## Vorliegende Angaben

◇ ◇ ◇

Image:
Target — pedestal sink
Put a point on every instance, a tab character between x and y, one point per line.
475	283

◇ ◇ ◇

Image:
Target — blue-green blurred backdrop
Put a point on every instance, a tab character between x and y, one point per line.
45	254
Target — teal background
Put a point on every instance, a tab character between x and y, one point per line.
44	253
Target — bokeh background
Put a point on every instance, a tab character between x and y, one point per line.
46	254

◇ ◇ ◇

## Zu erledigende Aufgabe
Ziehen Sie bitte aus der Auflistung jede Zeile heraus, in der die Zeichenfolge „background“ vorkommt. Groß- und Kleinschreibung ist dabei zu beachten.

## Ergebnis der Übung
Target — teal background
Target — bokeh background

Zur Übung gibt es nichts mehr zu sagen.